Prompt: From the data below, give the part that opens with the line containing "detect green vegetation | bbox" and closes with the line containing "[0,102,540,228]", both ends included, as a JSON list of strings with one string per line and blank lines left out.

Task input:
+ + + + +
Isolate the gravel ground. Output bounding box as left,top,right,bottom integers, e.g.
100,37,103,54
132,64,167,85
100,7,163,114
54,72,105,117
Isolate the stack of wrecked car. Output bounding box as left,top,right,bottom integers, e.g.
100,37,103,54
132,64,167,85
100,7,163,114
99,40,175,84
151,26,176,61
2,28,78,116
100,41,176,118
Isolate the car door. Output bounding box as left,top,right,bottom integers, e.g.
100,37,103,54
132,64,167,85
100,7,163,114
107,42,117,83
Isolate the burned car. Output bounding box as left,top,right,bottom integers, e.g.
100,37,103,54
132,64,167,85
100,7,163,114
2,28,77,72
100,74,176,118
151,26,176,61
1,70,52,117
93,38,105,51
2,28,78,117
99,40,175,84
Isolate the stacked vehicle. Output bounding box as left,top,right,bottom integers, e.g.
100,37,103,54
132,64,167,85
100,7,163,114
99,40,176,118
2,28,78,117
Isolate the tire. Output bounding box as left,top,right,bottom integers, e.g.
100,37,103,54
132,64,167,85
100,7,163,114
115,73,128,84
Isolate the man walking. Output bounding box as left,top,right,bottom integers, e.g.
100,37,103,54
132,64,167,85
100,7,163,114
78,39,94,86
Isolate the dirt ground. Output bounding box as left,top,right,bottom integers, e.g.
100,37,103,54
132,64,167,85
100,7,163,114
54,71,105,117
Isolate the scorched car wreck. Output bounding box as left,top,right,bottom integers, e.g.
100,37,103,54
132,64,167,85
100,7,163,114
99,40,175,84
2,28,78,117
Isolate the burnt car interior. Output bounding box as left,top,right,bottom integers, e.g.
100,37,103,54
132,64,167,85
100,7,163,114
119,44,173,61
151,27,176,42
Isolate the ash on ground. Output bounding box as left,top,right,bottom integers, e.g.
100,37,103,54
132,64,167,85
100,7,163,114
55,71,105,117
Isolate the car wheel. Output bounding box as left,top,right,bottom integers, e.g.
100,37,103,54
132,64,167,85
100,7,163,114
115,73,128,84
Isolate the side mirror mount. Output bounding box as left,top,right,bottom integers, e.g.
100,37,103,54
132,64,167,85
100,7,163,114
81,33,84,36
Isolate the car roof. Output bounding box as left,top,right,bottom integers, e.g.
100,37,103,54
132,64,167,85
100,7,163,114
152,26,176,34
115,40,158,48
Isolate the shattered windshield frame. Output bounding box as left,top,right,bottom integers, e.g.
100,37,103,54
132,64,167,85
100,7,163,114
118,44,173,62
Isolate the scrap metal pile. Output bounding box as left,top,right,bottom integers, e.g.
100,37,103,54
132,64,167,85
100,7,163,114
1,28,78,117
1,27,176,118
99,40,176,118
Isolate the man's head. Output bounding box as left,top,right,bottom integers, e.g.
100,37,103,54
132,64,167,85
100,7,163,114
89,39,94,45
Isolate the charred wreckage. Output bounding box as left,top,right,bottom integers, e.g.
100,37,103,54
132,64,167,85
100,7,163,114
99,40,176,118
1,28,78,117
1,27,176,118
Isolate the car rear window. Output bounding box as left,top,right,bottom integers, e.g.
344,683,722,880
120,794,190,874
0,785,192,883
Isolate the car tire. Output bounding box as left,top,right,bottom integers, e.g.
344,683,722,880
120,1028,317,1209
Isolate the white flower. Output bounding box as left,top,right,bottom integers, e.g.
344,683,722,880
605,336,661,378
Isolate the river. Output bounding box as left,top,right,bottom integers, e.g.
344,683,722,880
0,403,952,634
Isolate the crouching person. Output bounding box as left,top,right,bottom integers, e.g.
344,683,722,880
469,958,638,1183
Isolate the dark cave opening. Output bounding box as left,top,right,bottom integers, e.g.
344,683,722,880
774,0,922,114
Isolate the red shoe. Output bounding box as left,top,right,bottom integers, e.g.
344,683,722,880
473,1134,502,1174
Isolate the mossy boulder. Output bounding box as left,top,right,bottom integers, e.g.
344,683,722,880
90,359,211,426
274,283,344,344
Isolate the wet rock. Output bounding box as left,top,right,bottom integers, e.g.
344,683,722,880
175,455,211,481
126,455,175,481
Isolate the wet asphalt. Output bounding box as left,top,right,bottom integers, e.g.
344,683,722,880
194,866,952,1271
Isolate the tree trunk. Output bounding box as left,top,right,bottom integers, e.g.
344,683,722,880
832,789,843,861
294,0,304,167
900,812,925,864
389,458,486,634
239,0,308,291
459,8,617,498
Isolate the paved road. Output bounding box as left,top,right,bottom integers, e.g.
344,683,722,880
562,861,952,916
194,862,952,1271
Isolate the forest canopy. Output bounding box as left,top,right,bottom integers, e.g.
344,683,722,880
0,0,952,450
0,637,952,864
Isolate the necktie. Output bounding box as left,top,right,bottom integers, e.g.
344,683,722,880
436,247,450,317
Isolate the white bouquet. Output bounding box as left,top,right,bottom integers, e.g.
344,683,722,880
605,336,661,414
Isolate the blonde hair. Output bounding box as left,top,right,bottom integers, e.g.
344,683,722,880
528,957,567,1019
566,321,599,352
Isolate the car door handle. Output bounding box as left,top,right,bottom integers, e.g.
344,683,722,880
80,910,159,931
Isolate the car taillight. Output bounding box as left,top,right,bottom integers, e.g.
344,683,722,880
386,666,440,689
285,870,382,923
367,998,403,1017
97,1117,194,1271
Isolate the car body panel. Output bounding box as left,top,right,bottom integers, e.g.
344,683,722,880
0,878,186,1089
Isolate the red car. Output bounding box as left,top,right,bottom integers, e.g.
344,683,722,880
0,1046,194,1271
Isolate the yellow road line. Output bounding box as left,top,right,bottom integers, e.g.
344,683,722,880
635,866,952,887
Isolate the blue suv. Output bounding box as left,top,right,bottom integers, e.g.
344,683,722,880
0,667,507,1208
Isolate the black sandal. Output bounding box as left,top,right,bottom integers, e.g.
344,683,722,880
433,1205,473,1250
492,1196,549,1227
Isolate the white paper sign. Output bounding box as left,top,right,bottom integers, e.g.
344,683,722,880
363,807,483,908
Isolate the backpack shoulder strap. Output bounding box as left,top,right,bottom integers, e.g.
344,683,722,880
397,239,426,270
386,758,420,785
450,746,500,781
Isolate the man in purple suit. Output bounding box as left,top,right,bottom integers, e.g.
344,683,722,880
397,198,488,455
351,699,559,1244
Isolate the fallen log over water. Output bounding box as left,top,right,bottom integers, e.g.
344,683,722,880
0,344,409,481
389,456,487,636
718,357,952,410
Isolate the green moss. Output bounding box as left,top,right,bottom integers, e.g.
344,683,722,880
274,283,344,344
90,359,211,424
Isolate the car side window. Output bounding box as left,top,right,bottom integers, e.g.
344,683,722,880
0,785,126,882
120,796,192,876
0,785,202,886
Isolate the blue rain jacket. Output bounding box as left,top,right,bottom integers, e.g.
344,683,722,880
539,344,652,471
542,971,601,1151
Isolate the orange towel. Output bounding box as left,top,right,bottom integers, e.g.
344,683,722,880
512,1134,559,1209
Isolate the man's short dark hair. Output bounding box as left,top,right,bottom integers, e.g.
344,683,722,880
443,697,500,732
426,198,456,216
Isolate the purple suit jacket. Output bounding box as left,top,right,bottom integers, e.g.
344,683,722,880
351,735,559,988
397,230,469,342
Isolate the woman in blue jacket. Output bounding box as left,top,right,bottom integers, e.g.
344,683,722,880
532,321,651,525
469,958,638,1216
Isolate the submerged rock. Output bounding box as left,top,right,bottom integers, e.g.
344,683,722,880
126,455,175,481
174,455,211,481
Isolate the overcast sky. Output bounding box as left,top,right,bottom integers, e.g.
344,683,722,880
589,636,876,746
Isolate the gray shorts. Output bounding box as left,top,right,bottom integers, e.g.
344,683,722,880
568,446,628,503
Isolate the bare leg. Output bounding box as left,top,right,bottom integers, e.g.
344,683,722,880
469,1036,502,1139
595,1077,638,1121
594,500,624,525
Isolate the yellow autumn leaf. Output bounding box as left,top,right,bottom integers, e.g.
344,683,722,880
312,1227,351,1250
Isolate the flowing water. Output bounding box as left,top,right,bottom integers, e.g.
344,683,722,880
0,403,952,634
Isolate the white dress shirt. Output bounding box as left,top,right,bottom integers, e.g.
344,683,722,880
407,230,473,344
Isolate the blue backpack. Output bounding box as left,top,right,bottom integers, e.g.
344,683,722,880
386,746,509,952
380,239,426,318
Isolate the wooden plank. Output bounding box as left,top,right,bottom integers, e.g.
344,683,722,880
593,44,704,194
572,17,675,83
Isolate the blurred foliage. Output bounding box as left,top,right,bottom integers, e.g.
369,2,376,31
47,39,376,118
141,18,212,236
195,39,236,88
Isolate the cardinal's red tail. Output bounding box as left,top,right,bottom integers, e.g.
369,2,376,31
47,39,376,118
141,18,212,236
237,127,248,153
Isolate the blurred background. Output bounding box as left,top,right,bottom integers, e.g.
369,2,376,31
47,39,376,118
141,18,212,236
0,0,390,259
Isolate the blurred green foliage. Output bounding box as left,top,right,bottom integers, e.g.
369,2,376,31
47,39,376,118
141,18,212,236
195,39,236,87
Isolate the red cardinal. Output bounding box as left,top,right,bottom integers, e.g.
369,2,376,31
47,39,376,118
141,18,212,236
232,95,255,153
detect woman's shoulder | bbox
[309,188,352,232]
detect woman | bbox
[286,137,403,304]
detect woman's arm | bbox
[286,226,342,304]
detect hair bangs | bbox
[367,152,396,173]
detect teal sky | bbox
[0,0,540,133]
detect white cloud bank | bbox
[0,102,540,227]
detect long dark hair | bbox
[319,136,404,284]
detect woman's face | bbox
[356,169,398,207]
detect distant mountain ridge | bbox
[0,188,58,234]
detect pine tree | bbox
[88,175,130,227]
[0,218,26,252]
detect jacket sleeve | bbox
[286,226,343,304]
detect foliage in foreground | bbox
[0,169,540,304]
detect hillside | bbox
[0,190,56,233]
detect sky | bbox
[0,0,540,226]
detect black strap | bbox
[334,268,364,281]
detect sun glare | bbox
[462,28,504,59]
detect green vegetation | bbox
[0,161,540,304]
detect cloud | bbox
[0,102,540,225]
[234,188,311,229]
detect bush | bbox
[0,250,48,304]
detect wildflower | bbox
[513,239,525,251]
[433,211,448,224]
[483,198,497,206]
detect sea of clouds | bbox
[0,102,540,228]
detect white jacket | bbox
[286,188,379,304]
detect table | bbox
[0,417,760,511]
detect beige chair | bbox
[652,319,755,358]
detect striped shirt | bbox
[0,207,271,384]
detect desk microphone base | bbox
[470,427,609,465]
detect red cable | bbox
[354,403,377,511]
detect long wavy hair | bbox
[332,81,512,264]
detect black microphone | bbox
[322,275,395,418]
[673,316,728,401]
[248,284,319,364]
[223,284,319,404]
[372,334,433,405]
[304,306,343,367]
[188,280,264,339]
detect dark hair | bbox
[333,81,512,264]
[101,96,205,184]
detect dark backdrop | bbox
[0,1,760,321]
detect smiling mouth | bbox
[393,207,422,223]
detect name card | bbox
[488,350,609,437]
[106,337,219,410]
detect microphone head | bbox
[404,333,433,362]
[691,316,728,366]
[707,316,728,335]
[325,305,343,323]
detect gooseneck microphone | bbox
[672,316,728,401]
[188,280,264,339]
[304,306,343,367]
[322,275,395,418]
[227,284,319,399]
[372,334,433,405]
+ + + + +
Solution to this task:
[
  "detect green vegetation | bbox",
  "[0,161,540,304]",
  "detect cloud | bbox",
  "[0,102,540,225]",
  "[234,188,311,229]",
  "detect bush | bbox",
  "[0,250,48,304]",
  "detect wildflower | bbox",
  "[513,239,525,251]",
  "[433,211,448,224]",
  "[483,198,497,206]",
  "detect sea of clouds | bbox",
  "[0,102,540,228]"
]